> **Selection**:
[start]
The cameras of NASA’s Curiosity rover usually look down at the rocks on Mars, divining clues in the minerals of what the planet was like billions of years ago.

Sometimes the rover also looks up. In March, it spotted two eclipses.

Eclipses on Mars are not quite as total as those sometimes seen on Earth when the moon completely blots out the sun. The two moons of Mars are small: Phobos is 7 miles wide; Deimos is even tinier, just 1.5 miles in diameter. They only partially block the sun when they pass in front of it.

The camera on Curiosity’s mast is equipped with solar filters that allow it to look directly at the sun and photograph eclipses. On March 26, Curiosity observed Phobos eclipsing the sun. Nine days earlier, it also spotted Deimos passing in front.

Although Phobos does not completely eclipse the sun, the Martian satellite does block it enough to momentarily darken the sky. Another camera on Curiosity noticed the dimming of the landscape on March 25 as the shadow of Phobos passed over the rover at sunset.

The observations by Curiosity — and by earlier NASA Mars rovers, Spirit and Opportunity — enable more precise pinpointing of the moons’ orbits, which are jostled around by the gravity of Mars, Jupiter and even each other.

Although Phobos and Deimos are small, the details of their formation are of considerable scientific interest. Japan’s space agency plans to send a spacecraft to the two moons in the next decade. The Mars Moon Exploration probe, or MMX, will collect samples and return them to Earth for study. A panel of scientific experts earlier this week approved the sample-return phase of the mission.
[end]
> **What needs to be done**: Please return, word for word, everything in the Mars eclipses text from "Eclipses on Mars" down to "passing in front.".

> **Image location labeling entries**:
[start]
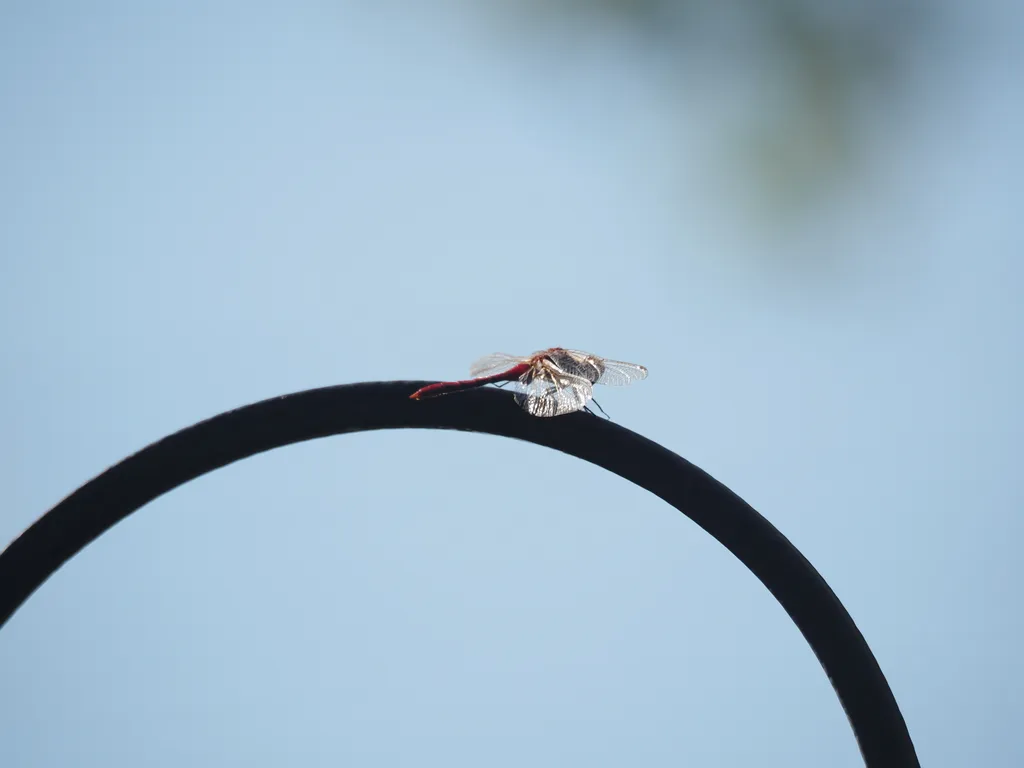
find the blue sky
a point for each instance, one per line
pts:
(210, 205)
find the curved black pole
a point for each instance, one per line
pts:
(95, 507)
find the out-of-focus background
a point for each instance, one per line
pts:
(804, 217)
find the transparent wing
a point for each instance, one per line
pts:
(495, 364)
(597, 370)
(549, 394)
(619, 374)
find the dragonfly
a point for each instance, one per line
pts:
(552, 382)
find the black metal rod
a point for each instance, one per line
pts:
(66, 529)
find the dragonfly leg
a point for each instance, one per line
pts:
(598, 408)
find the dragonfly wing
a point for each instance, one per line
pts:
(495, 364)
(616, 374)
(546, 396)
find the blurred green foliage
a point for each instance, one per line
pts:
(808, 83)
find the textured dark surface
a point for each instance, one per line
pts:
(84, 515)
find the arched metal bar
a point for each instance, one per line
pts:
(66, 529)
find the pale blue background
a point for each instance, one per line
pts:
(204, 205)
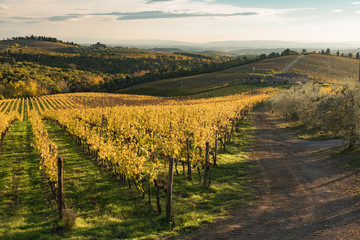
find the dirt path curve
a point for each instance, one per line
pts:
(292, 64)
(303, 195)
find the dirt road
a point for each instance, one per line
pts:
(302, 194)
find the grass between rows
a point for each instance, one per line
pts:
(106, 208)
(26, 209)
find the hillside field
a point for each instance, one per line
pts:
(112, 174)
(216, 83)
(331, 69)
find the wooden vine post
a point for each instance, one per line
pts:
(61, 194)
(206, 168)
(169, 190)
(188, 159)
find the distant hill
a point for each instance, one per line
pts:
(219, 53)
(326, 68)
(167, 50)
(199, 84)
(29, 45)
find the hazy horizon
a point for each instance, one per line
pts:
(195, 21)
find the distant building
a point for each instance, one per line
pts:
(253, 79)
(98, 45)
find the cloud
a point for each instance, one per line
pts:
(153, 1)
(63, 18)
(162, 15)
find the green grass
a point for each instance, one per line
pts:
(301, 131)
(217, 83)
(26, 209)
(106, 208)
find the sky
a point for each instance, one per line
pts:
(183, 20)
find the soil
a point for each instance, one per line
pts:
(302, 193)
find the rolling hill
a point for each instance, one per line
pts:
(29, 45)
(326, 68)
(199, 84)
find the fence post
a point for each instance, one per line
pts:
(188, 159)
(61, 194)
(215, 154)
(169, 190)
(206, 163)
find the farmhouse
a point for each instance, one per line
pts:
(252, 79)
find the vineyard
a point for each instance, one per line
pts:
(123, 144)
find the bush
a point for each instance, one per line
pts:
(335, 109)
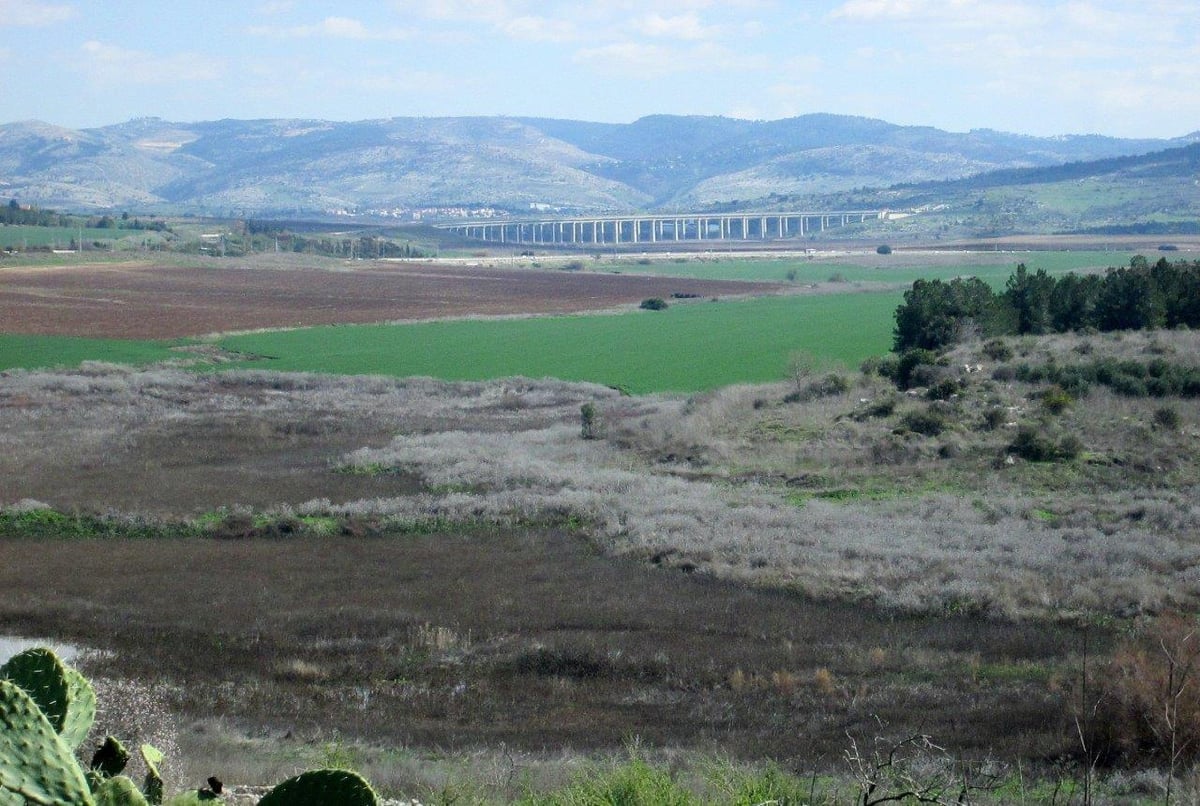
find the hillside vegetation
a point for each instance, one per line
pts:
(311, 166)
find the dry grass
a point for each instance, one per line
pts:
(813, 497)
(891, 573)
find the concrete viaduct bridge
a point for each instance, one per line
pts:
(610, 230)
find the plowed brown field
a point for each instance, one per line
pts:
(159, 301)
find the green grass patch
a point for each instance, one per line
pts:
(21, 352)
(687, 348)
(22, 236)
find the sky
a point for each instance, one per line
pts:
(1116, 67)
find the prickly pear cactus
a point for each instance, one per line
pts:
(119, 791)
(35, 763)
(322, 788)
(61, 693)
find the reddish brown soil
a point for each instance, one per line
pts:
(155, 301)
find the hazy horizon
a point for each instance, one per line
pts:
(1108, 67)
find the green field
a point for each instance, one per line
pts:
(892, 269)
(21, 236)
(685, 348)
(39, 352)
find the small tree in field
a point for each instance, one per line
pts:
(589, 421)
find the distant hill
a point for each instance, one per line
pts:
(311, 167)
(1151, 193)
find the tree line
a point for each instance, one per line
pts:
(939, 313)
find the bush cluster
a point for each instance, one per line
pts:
(1131, 378)
(937, 313)
(1033, 445)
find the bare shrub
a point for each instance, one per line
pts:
(1151, 697)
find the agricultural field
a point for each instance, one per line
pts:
(149, 300)
(18, 236)
(689, 347)
(751, 551)
(865, 266)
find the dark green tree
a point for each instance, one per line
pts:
(1029, 298)
(936, 314)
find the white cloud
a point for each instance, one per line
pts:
(112, 64)
(33, 13)
(643, 60)
(339, 28)
(468, 11)
(682, 26)
(540, 29)
(978, 14)
(275, 7)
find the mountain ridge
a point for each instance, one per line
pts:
(309, 166)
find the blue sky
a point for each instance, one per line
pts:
(1087, 66)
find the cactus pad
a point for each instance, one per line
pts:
(322, 787)
(119, 792)
(35, 762)
(61, 693)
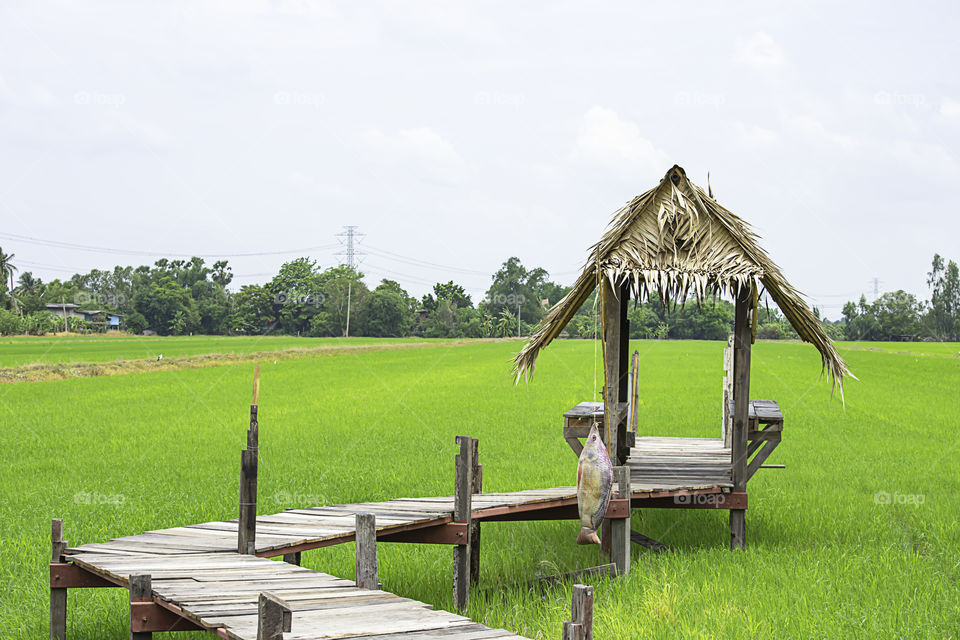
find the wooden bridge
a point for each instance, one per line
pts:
(195, 577)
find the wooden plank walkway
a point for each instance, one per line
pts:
(219, 591)
(197, 573)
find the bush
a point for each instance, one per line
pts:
(10, 323)
(771, 331)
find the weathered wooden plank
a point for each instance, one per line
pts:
(582, 609)
(140, 591)
(620, 527)
(462, 510)
(247, 531)
(58, 597)
(366, 560)
(273, 617)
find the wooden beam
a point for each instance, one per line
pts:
(646, 541)
(366, 564)
(141, 590)
(58, 595)
(273, 617)
(741, 410)
(620, 527)
(462, 508)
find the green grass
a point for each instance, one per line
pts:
(824, 558)
(21, 350)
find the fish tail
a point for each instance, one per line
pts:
(587, 536)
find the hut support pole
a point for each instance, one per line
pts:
(58, 597)
(612, 305)
(474, 534)
(462, 509)
(623, 366)
(742, 337)
(620, 527)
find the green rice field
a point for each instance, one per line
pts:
(856, 538)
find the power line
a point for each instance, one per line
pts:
(57, 244)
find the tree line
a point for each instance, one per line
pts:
(177, 297)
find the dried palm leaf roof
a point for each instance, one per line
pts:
(676, 239)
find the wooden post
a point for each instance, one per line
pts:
(462, 509)
(741, 408)
(247, 526)
(273, 617)
(613, 369)
(58, 597)
(141, 590)
(620, 527)
(582, 609)
(474, 534)
(572, 631)
(366, 564)
(634, 392)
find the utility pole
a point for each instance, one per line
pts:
(349, 289)
(350, 238)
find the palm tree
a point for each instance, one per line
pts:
(27, 284)
(6, 272)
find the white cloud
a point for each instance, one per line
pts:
(753, 136)
(810, 128)
(759, 51)
(950, 108)
(422, 148)
(610, 141)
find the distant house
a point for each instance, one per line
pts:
(105, 320)
(65, 310)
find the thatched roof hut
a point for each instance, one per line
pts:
(677, 240)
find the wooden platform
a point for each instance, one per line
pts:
(198, 577)
(673, 463)
(218, 592)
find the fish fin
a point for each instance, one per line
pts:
(587, 536)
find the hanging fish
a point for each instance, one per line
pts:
(594, 486)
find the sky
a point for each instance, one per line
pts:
(456, 135)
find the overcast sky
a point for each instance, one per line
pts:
(460, 134)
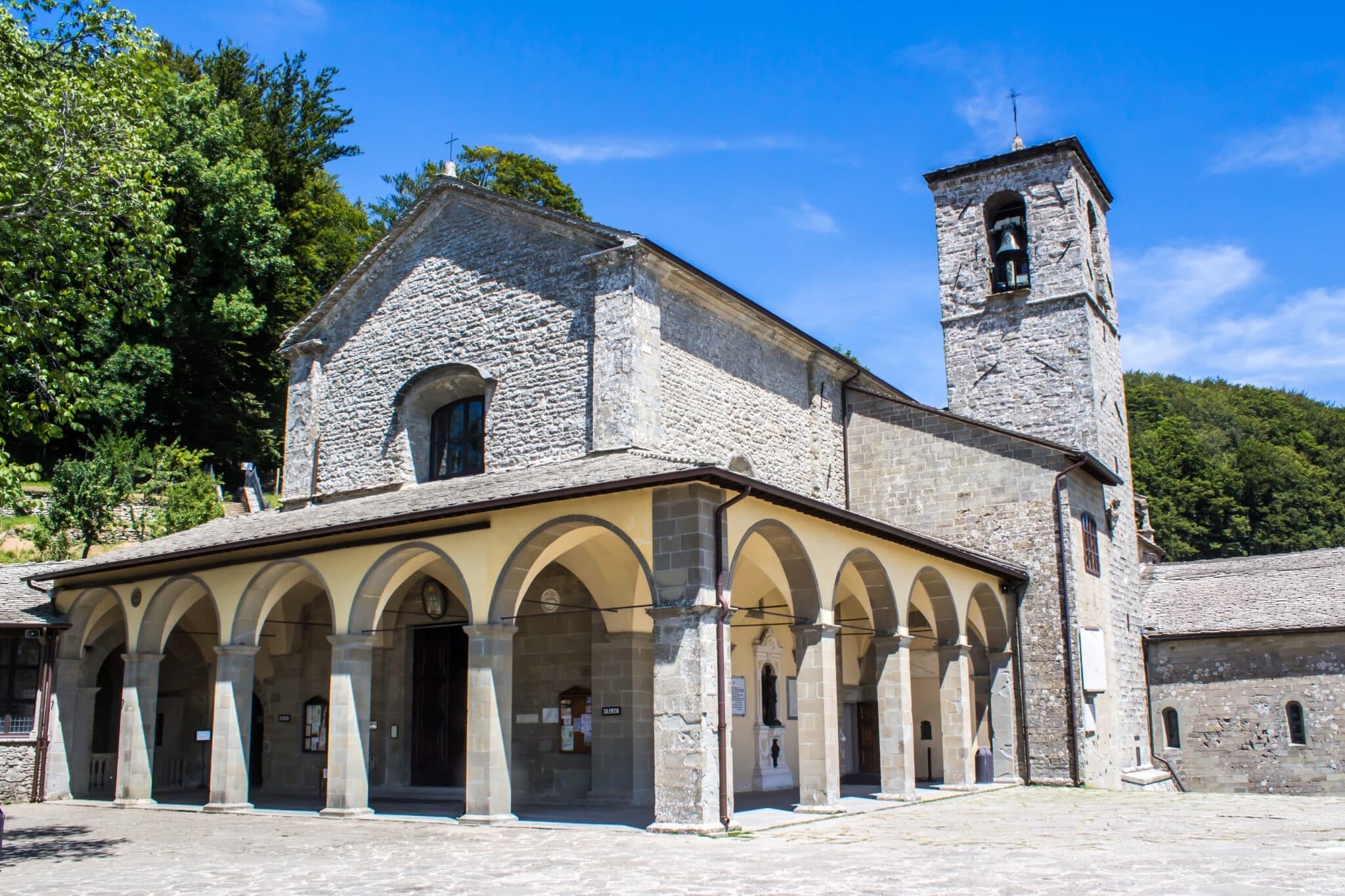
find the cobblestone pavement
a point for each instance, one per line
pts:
(1026, 840)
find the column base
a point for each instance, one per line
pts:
(821, 811)
(487, 820)
(346, 813)
(899, 798)
(705, 830)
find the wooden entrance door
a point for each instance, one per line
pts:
(868, 726)
(439, 707)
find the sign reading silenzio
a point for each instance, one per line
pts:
(739, 694)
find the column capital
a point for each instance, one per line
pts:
(350, 641)
(493, 630)
(892, 643)
(674, 610)
(237, 649)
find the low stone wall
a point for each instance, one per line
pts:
(1229, 696)
(16, 766)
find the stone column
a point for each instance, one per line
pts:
(957, 710)
(490, 723)
(347, 726)
(1003, 717)
(820, 720)
(896, 725)
(623, 744)
(136, 742)
(686, 717)
(72, 733)
(231, 729)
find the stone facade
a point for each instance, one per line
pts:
(1231, 694)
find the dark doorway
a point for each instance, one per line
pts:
(255, 743)
(868, 719)
(439, 707)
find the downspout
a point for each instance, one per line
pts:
(1149, 704)
(1071, 725)
(1020, 685)
(845, 431)
(721, 673)
(45, 688)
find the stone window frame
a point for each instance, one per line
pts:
(1093, 557)
(1172, 727)
(1289, 723)
(10, 644)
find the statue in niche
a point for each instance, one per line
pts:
(770, 708)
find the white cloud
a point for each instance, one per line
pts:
(596, 150)
(1188, 310)
(808, 218)
(1306, 144)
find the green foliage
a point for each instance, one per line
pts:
(513, 174)
(1234, 471)
(84, 202)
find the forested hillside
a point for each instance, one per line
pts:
(1234, 471)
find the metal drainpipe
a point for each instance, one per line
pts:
(721, 673)
(845, 433)
(1020, 687)
(1072, 726)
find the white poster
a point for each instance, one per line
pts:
(739, 692)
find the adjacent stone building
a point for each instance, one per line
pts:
(1246, 666)
(567, 521)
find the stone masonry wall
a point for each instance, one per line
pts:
(472, 285)
(1229, 696)
(986, 492)
(16, 767)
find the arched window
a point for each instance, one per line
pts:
(1006, 226)
(1091, 561)
(1172, 730)
(1297, 730)
(458, 438)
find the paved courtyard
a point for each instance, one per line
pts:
(1009, 842)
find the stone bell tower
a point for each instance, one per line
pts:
(1032, 343)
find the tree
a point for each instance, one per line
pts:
(84, 233)
(513, 174)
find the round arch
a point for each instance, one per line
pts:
(265, 590)
(170, 603)
(994, 625)
(947, 626)
(522, 562)
(805, 595)
(390, 571)
(883, 599)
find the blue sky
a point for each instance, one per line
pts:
(780, 147)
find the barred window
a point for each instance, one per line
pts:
(458, 438)
(1297, 730)
(1172, 730)
(19, 661)
(1091, 562)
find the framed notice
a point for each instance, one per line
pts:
(739, 695)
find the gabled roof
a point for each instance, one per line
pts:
(1090, 461)
(327, 526)
(22, 606)
(1274, 593)
(611, 237)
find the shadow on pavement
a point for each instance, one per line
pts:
(53, 843)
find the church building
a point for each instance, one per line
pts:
(567, 522)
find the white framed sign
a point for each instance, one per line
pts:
(739, 694)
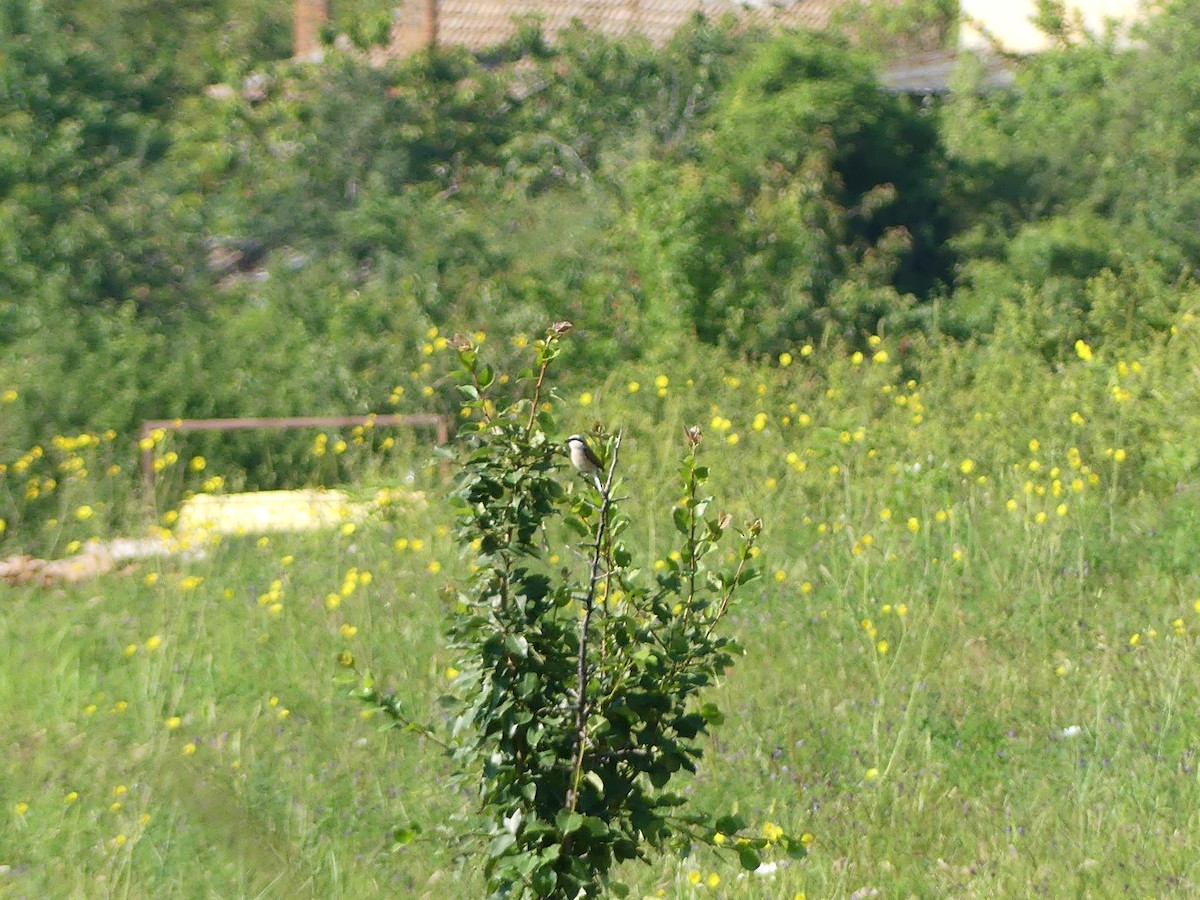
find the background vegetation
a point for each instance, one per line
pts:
(943, 347)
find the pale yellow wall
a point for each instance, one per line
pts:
(1009, 19)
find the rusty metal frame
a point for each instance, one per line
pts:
(439, 423)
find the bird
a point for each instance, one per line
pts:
(583, 459)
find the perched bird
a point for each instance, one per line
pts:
(583, 459)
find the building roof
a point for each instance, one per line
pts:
(479, 24)
(934, 72)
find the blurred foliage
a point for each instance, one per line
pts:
(193, 225)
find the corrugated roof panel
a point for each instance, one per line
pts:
(479, 24)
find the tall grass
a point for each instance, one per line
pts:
(967, 670)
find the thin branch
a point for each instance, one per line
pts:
(581, 671)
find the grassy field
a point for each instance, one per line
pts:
(970, 666)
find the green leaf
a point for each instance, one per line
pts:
(712, 714)
(593, 779)
(503, 841)
(568, 821)
(749, 858)
(517, 646)
(406, 835)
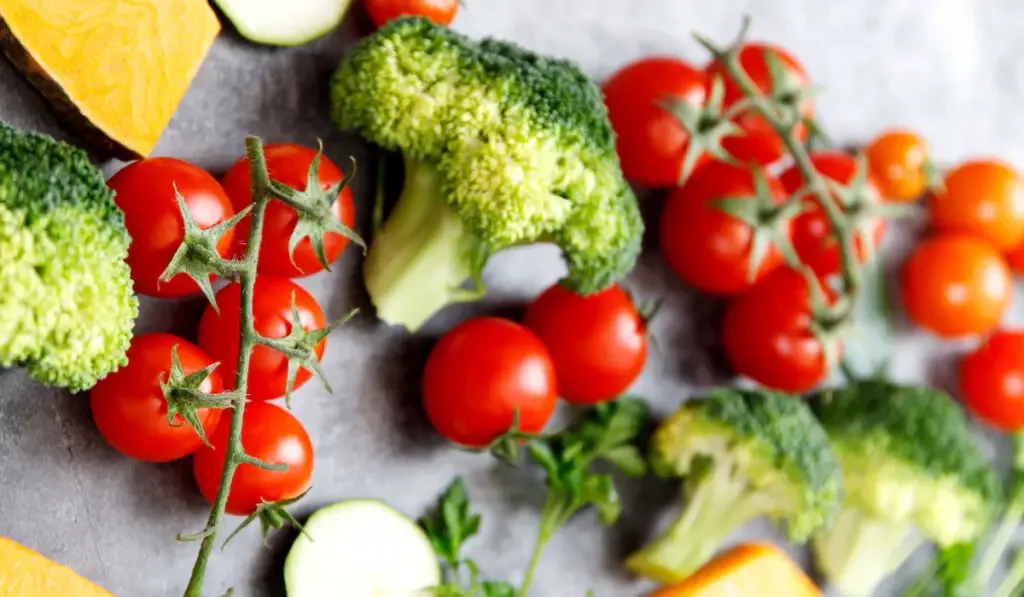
[end]
> **Response to this exercise**:
Eclipses on Mars are not quite as total as those sometimes seen on Earth when the moon completely blots out the sun. The two moons of Mars are small: Phobos is 7 miles wide; Deimos is even tinier, just 1.5 miles in diameter. They only partially block the sun when they pass in front of it.

The camera on Curiosity’s mast is equipped with solar filters that allow it to look directly at the sun and photograph eclipses. On March 26, Curiosity observed Phobos eclipsing the sun. Nine days earlier, it also spotted Deimos passing in front.